## Assignment
In your copy, leave out the pictures and repeat the entries below exactly.

## Input
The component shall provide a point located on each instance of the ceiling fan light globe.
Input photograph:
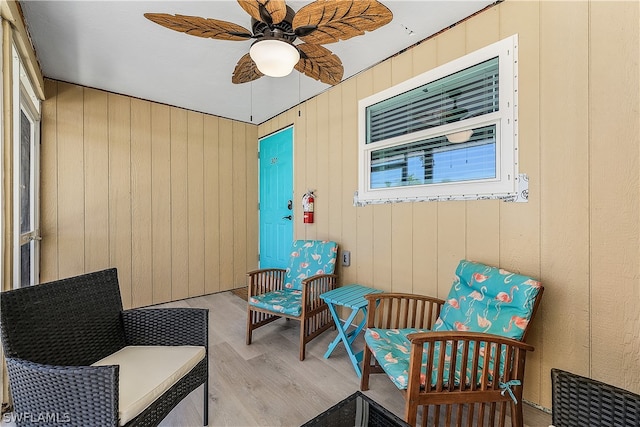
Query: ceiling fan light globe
(274, 58)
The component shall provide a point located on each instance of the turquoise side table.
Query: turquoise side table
(351, 296)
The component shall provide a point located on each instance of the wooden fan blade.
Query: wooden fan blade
(319, 63)
(276, 10)
(336, 20)
(200, 27)
(245, 70)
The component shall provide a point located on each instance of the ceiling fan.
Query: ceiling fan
(275, 27)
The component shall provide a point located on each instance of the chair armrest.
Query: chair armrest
(73, 395)
(314, 286)
(166, 326)
(400, 310)
(505, 357)
(265, 280)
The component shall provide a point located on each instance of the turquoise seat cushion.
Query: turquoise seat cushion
(488, 299)
(285, 301)
(392, 348)
(308, 258)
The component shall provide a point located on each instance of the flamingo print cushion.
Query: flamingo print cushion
(488, 299)
(308, 258)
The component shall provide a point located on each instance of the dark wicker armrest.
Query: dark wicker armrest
(166, 326)
(68, 395)
(265, 280)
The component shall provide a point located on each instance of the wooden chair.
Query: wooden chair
(461, 359)
(294, 292)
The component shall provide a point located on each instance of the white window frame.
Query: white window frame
(504, 185)
(25, 99)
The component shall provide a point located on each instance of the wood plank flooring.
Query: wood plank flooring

## Result of this exercise
The component shall provide a point located on each instance of the ceiling fan light globe.
Input photograph:
Query: ceiling fan light globe
(274, 58)
The component shall provide a point located on each instance of the turquoise side table.
Query: turquoise side table
(351, 296)
The component shall provide a point located on each instance of the wooden fan blade.
Query: wooden fan blade
(319, 63)
(276, 10)
(336, 20)
(200, 27)
(245, 70)
The component shall provide a point located on each instance of the ceiling fan.
Query: ceiling fan
(275, 27)
The component shall provide a point located on each instance of the chair armrest.
Query: chair armrest
(73, 395)
(314, 286)
(166, 326)
(400, 310)
(505, 357)
(265, 280)
The component shall provide a point located on each instance of the turquoise seat cushion.
Query: turquoise seat cushion
(488, 299)
(285, 301)
(392, 348)
(308, 258)
The component shall provide a point located on each instance of the flamingo print cushion.
Query: flamingo print cushion
(488, 299)
(308, 258)
The component shall provide a point located on each instance of the dark wicker armrest.
Query: dark wicker armrest
(166, 326)
(68, 395)
(265, 280)
The component shall provide a point located on each instance of the wooden chair.
Query: wooden chair
(461, 359)
(294, 292)
The component shall provide a point located on each instance of the white window frame.
Query: white window frame
(504, 185)
(25, 99)
The component shall provide a point located on each instance of the wood plank flooring.
Query: wood plank flooring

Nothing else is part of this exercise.